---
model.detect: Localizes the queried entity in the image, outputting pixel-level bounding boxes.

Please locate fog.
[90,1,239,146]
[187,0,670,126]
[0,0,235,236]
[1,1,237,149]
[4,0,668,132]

**What is expected:** Repeat the material in full. Change nothing.

**Result of the task:**
---
model.detect: Localizes the queried entity in the image, outputting pixel-level bounding boxes.

Please locate fog.
[90,1,239,146]
[187,0,670,126]
[0,0,235,236]
[1,1,237,149]
[4,0,668,132]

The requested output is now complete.